TASK ITEM - Pick out every row that contains the word "positive", and copy each one in full. Case counts.
^^^^
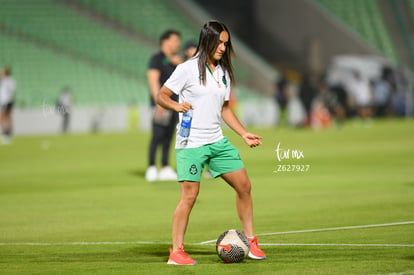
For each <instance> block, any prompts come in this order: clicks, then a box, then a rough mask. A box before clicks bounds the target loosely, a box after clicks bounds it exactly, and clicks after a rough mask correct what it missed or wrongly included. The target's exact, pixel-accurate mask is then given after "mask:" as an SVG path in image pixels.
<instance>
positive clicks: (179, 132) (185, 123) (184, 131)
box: [179, 109, 193, 145]
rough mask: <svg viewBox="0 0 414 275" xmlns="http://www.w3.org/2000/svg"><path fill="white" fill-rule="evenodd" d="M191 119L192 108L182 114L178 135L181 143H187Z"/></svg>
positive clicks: (192, 119) (189, 134)
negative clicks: (189, 109)
mask: <svg viewBox="0 0 414 275" xmlns="http://www.w3.org/2000/svg"><path fill="white" fill-rule="evenodd" d="M192 120H193V110H192V109H190V110H188V111H187V112H186V113H184V114H183V117H182V119H181V126H180V132H179V135H180V137H181V144H184V145H185V144H187V142H188V137H189V136H190V128H191V121H192Z"/></svg>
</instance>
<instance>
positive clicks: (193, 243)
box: [0, 221, 414, 247]
mask: <svg viewBox="0 0 414 275" xmlns="http://www.w3.org/2000/svg"><path fill="white" fill-rule="evenodd" d="M406 224H414V221H407V222H395V223H383V224H369V225H356V226H343V227H332V228H321V229H307V230H296V231H285V232H274V233H263V234H257V236H270V235H283V234H293V233H308V232H322V231H333V230H346V229H358V228H370V227H384V226H394V225H406ZM214 242H216V240H210V241H204V242H200V243H192V244H188V245H208V244H210V245H212V244H213V243H214ZM129 244H148V245H171V242H149V241H136V242H60V243H36V242H26V243H0V246H54V245H56V246H57V245H129ZM260 245H264V246H381V247H386V246H390V247H414V245H413V244H299V243H297V244H296V243H290V244H289V243H285V244H282V243H261V244H260Z"/></svg>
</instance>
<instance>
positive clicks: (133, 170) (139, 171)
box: [128, 169, 145, 178]
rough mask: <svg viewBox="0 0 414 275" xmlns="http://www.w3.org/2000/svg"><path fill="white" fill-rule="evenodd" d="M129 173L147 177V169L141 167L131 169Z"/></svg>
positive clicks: (128, 172) (129, 171) (144, 176)
mask: <svg viewBox="0 0 414 275" xmlns="http://www.w3.org/2000/svg"><path fill="white" fill-rule="evenodd" d="M128 174H130V175H132V176H134V177H138V178H145V170H141V169H134V170H129V171H128Z"/></svg>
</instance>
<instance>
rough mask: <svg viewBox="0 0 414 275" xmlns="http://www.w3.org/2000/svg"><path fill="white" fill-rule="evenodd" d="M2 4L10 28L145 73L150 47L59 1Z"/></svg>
mask: <svg viewBox="0 0 414 275" xmlns="http://www.w3.org/2000/svg"><path fill="white" fill-rule="evenodd" d="M0 4H1V7H2V8H1V9H0V22H1V23H2V24H3V25H4V28H6V29H8V30H10V31H13V32H15V33H18V34H20V35H23V36H26V37H30V38H32V39H36V40H39V41H42V42H44V43H47V44H51V45H53V46H55V47H57V48H60V49H63V50H67V51H70V52H72V53H75V54H78V55H80V56H83V57H85V58H90V59H93V60H95V61H96V62H103V63H107V64H108V65H111V66H113V67H114V69H115V70H123V71H125V72H128V73H131V74H136V75H143V74H145V70H146V63H147V59H148V56H149V55H150V54H151V52H152V49H151V48H150V47H144V46H143V45H139V46H138V45H137V42H136V41H134V40H133V39H131V38H129V37H126V36H124V35H121V34H119V33H117V32H115V31H111V30H110V29H108V28H103V27H102V26H101V25H100V24H98V23H97V22H95V21H93V20H91V19H89V18H86V17H84V16H81V15H80V14H78V13H76V12H75V11H73V10H71V9H68V8H67V7H66V6H64V5H62V4H59V2H56V1H52V0H38V1H31V0H20V1H4V0H2V1H0ZM120 49H122V50H120Z"/></svg>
^^^^
FINISHED TASK -
positive clicks: (179, 132) (185, 123) (184, 131)
positive clicks: (192, 119) (189, 134)
positive clicks: (193, 243)
positive clicks: (133, 170) (139, 171)
positive clicks: (128, 172) (129, 171) (144, 176)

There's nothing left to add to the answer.